_Required work_
Your task is to repeat all of the material exactly.

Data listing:
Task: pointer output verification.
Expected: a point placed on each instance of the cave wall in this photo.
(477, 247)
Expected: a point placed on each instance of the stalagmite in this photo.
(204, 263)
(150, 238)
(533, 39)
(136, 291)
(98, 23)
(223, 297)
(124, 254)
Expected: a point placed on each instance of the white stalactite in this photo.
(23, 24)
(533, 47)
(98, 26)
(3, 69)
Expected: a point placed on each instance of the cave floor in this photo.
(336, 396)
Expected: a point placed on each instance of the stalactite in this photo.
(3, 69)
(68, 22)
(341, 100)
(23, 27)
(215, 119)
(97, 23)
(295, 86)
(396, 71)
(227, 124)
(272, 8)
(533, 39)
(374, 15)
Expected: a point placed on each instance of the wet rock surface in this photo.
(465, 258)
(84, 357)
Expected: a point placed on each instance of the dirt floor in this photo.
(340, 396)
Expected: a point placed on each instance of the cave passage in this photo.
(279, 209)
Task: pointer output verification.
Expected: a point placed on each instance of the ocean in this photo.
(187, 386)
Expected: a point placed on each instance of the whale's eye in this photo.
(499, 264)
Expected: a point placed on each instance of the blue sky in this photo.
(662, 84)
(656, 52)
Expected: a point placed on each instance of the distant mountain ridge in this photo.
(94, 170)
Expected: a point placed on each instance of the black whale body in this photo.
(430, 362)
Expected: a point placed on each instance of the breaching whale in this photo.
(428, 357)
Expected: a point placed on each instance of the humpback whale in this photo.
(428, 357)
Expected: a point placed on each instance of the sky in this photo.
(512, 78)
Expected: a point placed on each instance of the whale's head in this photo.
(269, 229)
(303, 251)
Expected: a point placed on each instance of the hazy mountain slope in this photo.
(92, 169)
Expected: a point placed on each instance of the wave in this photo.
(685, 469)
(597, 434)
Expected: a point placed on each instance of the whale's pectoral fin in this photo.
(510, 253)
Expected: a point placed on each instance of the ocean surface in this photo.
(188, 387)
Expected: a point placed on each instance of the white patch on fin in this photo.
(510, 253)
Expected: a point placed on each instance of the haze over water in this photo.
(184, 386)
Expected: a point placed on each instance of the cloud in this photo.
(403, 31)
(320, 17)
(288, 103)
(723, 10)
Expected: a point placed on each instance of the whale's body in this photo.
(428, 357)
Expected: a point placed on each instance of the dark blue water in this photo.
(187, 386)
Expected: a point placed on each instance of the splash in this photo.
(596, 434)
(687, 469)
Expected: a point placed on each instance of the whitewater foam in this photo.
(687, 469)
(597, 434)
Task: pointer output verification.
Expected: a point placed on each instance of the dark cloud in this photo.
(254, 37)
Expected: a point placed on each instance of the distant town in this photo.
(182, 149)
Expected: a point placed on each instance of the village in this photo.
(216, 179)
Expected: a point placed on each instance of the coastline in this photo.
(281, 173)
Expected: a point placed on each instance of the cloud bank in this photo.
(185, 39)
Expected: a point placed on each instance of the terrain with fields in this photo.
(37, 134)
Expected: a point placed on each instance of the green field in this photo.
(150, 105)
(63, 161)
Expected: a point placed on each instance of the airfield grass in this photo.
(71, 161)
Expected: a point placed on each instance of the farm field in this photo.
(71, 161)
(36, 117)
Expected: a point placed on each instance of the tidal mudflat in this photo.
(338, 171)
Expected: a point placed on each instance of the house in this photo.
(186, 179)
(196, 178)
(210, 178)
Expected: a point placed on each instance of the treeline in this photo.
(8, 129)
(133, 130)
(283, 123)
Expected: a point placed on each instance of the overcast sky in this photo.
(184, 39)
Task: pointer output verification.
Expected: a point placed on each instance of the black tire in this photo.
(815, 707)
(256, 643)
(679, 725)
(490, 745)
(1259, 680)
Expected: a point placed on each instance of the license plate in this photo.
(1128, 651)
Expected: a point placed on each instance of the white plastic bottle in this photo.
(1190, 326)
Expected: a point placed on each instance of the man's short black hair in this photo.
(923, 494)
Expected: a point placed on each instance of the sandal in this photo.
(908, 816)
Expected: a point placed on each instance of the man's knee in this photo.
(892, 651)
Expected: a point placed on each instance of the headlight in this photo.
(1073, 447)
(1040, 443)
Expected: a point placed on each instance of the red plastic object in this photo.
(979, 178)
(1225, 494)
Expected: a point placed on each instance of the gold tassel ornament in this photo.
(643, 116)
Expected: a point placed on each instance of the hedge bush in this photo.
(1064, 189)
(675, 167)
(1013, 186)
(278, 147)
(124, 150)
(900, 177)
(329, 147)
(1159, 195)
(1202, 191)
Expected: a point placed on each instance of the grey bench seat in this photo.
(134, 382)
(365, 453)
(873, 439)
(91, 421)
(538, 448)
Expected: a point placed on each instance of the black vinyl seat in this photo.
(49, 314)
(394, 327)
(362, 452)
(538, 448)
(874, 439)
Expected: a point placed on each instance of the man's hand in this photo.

_Correct answer_
Task: pointer output verification.
Expected: a point placed on each instance of the cave wall in this photo.
(477, 247)
Expected: a point placed on each instance of the stalagmite in this photo.
(204, 263)
(150, 238)
(533, 39)
(136, 291)
(98, 23)
(223, 297)
(124, 254)
Expected: a point placed on each instance of the white stalactite in this photo.
(23, 24)
(533, 47)
(98, 26)
(3, 69)
Expected: a point placed on each instance of the cave floor in this photo.
(336, 396)
Expected: a point placed on each instance of the stalactite in this photo.
(3, 69)
(68, 22)
(341, 100)
(23, 27)
(215, 119)
(97, 23)
(295, 86)
(396, 71)
(227, 124)
(272, 8)
(533, 39)
(374, 15)
Expected: a point placed on each instance of the wet rock surface in this photo.
(465, 258)
(84, 357)
Expected: a point placed on each instance of the dirt floor in this photo.
(340, 396)
Expected: a point placed on each instance of the cave passage in this photo.
(279, 209)
Task: pointer output verification.
Expected: a point placed on each instance of the ocean in this photo.
(187, 386)
Expected: a point placed on each instance of the whale's eye in this photo.
(499, 264)
Expected: a point placed on each instance of the blue sky in this photo.
(662, 84)
(656, 52)
Expected: a point placed on each instance of the distant mountain ridge in this photo.
(94, 170)
Expected: a point placed on each instance of the black whale body in this photo.
(430, 362)
Expected: a point placed on each instance of the breaching whale in this photo.
(428, 357)
Expected: a point placed on each instance of the humpback whale in this photo.
(428, 357)
Expected: a point placed on each instance of the sky in this photo.
(512, 78)
Expected: a point placed on each instance of the whale's head in this photo.
(269, 229)
(303, 251)
Expected: a point placed on each instance of the hazy mountain slope in this photo.
(92, 169)
Expected: a point placed on each instance of the wave in this photo.
(685, 469)
(597, 434)
Expected: a point placed on each instance of the whale's pectoral fin in this photo.
(510, 253)
Expected: a point placed on each instance of the ocean surface in this photo.
(188, 387)
Expected: a point placed on each instance of the white patch on fin in this photo.
(510, 253)
Expected: a point placed on each instance of the haze over water in this photo.
(184, 386)
Expected: a point placed on each instance of the cloud in this photo.
(403, 31)
(320, 17)
(288, 103)
(723, 10)
Expected: a point placed on each instance of the whale's body in this photo.
(428, 357)
Expected: a point placed on each instance of the dark blue water in this photo.
(187, 386)
Expected: a point placed on each instance of the splash in this photo.
(596, 434)
(687, 469)
Expected: a point placed on each instance of the whitewater foam in this photo.
(687, 469)
(597, 434)
Task: pointer output verification.
Expected: a point placed on each instance of the dark cloud in this photo.
(254, 37)
Expected: a point placed on each instance of the distant town in this photo.
(182, 149)
Expected: a point placed on each instance of the village in this photo.
(216, 179)
Expected: a point placed on each instance of the coastline in this photo.
(281, 173)
Expected: a point placed on each instance of the cloud bank in this photo.
(185, 39)
Expected: a point placed on each instance of the terrain with fields in this photo.
(37, 134)
Expected: a point placed on each instance of the green field in this photo.
(150, 105)
(63, 161)
Expected: a point placed on each instance of the airfield grass in this photo.
(71, 161)
Expected: a point placed on each instance of the farm field in this photo.
(71, 161)
(36, 117)
Expected: a point placed on each instance of the tidal mudflat in this photo.
(338, 171)
Expected: a point placed on each instance of the house in this photo.
(186, 179)
(196, 178)
(210, 178)
Expected: a point placed on each instance of the treeline in this photo.
(8, 129)
(133, 130)
(283, 123)
Expected: a point placed on each instance of the overcast sky in this photo.
(184, 39)
Task: pointer output verification.
Expected: a point placed on each instance of the black tire in this photo.
(815, 707)
(256, 643)
(679, 725)
(490, 745)
(1259, 680)
Expected: a point placed on each instance of the license plate in this photo.
(1128, 651)
Expected: a point placed on each instance of the white plastic bottle in this photo.
(1190, 326)
Expected: a point placed on each instance of the man's short black hair in this photo.
(923, 494)
Expected: a point placed on each instance of the sandal in this photo.
(908, 816)
Expected: a point placed on each instance of the man's knee in this photo.
(892, 651)
Expected: a point placed on each instance of the headlight in this photo.
(1073, 447)
(1040, 443)
Expected: a point placed on each instance of the red plastic object in this photo.
(979, 178)
(1225, 494)
Expected: a point placed on each instance of the gold tassel ornament in this photo.
(643, 116)
Expected: a point placed on each instance of the hedge bush in this photo.
(1064, 189)
(675, 167)
(1013, 186)
(278, 147)
(124, 150)
(900, 177)
(329, 147)
(1159, 195)
(1202, 191)
Expected: a point placed on each instance of the grey bench seat in this photo.
(134, 382)
(365, 453)
(873, 439)
(91, 421)
(538, 448)
Expected: a point placed on each instance of the black vinyl seat in this photo.
(49, 314)
(394, 327)
(362, 452)
(538, 448)
(874, 439)
Expected: a point placed on each instance of the man's hand in this photo.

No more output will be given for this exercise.